▶ **Selected excerpt**:

++++

Monday, September 24, 2012

History and Identity

This week after talking a little tangentially (surprising I know) about female historical figures, La Malinche came to mind. In Mexican cultural identity there are three important and pervasive female figures; La Virgen de Guadalupe, La Llorona, and La Malinche. Of these three only one is an actual historical figure, La Malinche.

La Malinche, Dona Marina, or Malintzin, lived in the early 14th century throughout Mexico and Central America. Born into a prominent indigenous family, after her father’s death her mother remarried.  Historical accounts detail her mother and step-father selling her to Mayan slave traders, who then "gifted" her to Hernan Cortez and his group of Conquistadores. By this time Malinche was only 14 years old.  Malinche became Hernan Cortez’ lover and interpretor. Speaking both Mayan and Nahuatl she became extremely important and in many depictions of Cortez she is seen standing by his side. Eventually she gave birth to his son and later married another conquistador after the fall of Tenochitlan.

What I find interesting about La Malinche is that although few disagree with the facts of her life, interpretations of her role in Latino (specifically Mexican) identity differ drastically. Throughout Mexico historians and intellectuals (exclusively male) labeled Malinche as a traitor. The word Malinchista became synonimist with traitor, especially during the war for Mexican Independence and the Revolutionary war. At that time a Malinchista described a Mexican national allied with western foreigners. One of the most well respected intellectuals and historians of the 20th century Octavio Paz, describes la Malinche in The Labyrinth of Solitude:

Doña Marina becomes a figure representing the Indian women who were fascinated, violated or seduced by the Spaniards. And as a small boy will not forgive his mother if she abandons him to search for his father, the Mexican people have not forgiven La Malinche for her betrayal. She embodies the open, the chingada, or our closed, stoic, impassive Indians.... This explains the success of the contemptuous adjective malinchista recently put into circulation by newspapers to denounce all those who have been corrupted by foreign influences. The malinchistas are those who want Mexico to open itself to the outside world: the true sons of La Malinche, who is the Chingada in person.

++++

▶ **Material shown**:
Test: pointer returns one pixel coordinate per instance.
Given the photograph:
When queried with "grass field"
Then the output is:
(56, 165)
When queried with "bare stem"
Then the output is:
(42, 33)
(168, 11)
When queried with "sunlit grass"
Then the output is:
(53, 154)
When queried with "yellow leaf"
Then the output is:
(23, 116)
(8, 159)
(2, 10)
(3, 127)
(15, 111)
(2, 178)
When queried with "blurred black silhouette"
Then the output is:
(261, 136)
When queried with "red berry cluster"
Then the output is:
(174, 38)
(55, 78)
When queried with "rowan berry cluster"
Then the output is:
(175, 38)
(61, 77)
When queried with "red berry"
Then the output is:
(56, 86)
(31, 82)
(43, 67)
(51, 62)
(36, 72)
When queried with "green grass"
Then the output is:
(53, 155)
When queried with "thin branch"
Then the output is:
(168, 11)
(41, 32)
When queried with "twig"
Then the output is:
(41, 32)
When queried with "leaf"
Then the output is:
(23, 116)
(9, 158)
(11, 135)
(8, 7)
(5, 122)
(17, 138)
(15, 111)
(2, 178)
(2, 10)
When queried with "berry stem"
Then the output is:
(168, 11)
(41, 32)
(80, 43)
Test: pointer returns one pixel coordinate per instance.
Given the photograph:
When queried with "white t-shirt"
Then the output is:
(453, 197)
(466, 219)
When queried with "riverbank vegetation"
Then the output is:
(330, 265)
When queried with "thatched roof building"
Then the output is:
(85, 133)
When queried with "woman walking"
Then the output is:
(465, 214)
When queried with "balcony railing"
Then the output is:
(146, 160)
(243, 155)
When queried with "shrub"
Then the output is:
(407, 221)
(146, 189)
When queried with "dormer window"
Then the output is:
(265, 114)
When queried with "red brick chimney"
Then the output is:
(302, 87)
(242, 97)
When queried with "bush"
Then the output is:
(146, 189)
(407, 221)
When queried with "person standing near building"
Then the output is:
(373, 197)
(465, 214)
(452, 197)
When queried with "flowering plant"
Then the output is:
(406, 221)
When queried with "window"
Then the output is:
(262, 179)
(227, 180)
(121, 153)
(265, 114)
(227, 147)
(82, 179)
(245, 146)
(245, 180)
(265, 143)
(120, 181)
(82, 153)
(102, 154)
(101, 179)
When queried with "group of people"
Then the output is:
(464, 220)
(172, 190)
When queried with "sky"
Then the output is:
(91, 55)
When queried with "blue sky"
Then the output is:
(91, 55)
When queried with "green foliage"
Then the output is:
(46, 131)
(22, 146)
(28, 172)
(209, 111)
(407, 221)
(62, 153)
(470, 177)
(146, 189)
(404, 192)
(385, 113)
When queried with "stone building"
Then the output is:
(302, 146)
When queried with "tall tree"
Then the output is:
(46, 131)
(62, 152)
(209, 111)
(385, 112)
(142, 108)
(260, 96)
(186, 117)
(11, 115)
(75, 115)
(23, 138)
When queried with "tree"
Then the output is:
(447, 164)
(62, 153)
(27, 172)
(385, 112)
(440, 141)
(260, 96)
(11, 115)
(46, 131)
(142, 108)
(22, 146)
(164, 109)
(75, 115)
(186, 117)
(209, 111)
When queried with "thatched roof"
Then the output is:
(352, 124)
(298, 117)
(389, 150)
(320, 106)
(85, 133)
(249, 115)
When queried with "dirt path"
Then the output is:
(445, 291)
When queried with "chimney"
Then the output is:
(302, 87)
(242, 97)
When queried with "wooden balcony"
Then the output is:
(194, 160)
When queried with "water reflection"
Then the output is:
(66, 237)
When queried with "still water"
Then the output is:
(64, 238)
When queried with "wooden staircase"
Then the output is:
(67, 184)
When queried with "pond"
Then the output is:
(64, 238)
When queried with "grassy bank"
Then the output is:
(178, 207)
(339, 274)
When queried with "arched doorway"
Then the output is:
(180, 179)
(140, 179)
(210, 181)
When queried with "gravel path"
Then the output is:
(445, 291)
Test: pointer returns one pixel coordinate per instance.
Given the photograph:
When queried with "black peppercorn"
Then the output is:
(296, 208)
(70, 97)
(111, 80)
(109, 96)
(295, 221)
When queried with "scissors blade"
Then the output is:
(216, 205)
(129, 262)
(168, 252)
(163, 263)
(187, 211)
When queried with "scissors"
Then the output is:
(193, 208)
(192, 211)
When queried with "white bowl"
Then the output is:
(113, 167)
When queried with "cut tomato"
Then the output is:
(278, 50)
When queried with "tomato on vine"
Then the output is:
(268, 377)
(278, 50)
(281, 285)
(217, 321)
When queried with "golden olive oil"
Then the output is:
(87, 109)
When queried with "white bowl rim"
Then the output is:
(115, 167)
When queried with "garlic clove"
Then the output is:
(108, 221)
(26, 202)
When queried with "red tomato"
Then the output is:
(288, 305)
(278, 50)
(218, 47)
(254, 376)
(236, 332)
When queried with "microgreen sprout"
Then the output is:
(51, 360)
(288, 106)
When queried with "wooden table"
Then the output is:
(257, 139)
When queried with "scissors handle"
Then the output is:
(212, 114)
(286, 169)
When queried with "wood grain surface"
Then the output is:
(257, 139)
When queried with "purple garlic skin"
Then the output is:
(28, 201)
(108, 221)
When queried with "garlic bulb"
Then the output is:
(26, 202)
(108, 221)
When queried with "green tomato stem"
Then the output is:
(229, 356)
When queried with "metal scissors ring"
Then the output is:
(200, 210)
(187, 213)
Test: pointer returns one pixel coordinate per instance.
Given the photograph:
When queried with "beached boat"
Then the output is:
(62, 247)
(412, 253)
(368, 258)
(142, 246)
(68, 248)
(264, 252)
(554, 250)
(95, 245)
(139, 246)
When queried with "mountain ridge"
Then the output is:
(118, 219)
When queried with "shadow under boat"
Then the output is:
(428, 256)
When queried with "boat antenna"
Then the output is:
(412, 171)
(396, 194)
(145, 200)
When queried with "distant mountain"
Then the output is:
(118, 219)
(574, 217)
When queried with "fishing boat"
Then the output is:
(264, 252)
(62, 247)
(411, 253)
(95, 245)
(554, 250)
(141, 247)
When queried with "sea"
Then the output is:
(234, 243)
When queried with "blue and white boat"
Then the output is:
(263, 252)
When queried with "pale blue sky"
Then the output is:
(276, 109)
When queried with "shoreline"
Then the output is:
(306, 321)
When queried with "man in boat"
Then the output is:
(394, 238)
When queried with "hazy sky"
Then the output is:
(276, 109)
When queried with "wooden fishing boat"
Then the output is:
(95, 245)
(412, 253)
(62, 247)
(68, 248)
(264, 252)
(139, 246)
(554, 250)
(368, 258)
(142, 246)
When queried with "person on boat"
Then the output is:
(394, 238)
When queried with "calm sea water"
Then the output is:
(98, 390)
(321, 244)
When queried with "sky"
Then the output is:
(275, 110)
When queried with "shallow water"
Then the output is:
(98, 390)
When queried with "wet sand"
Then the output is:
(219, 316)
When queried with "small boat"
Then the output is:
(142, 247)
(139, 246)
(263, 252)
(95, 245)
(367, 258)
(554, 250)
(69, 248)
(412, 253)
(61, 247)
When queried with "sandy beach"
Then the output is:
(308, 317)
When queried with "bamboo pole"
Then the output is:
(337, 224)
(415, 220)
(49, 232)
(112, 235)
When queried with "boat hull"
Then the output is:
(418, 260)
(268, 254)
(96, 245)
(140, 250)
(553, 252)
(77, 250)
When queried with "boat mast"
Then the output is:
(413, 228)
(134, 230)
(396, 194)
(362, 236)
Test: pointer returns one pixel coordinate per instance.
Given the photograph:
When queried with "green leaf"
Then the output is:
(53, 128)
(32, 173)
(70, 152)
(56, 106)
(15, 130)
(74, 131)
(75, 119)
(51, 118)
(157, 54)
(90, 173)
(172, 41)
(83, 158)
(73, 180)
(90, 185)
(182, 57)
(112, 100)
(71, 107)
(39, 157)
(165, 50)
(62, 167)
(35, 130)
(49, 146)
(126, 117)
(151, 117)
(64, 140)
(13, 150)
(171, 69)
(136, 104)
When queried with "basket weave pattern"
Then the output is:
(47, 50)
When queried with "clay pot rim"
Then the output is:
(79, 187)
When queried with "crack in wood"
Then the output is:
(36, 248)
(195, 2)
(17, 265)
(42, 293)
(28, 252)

++++

▶ **What the task requires**: Rewrite the passage of the La Malinche post from "Doña Marina becomes" to "Chingada in person.", replacing "Spaniards" with "Conquistadores".

▶ **Right answer**:
Doña Marina becomes a figure representing the Indian women who were fascinated, violated or seduced by the Conquistadores. And as a small boy will not forgive his mother if she abandons him to search for his father, the Mexican people have not forgiven La Malinche for her betrayal. She embodies the open, the chingada, or our closed, stoic, impassive Indians.... This explains the success of the contemptuous adjective malinchista recently put into circulation by newspapers to denounce all those who have been corrupted by foreign influences. The malinchistas are those who want Mexico to open itself to the outside world: the true sons of La Malinche, who is the Chingada in person.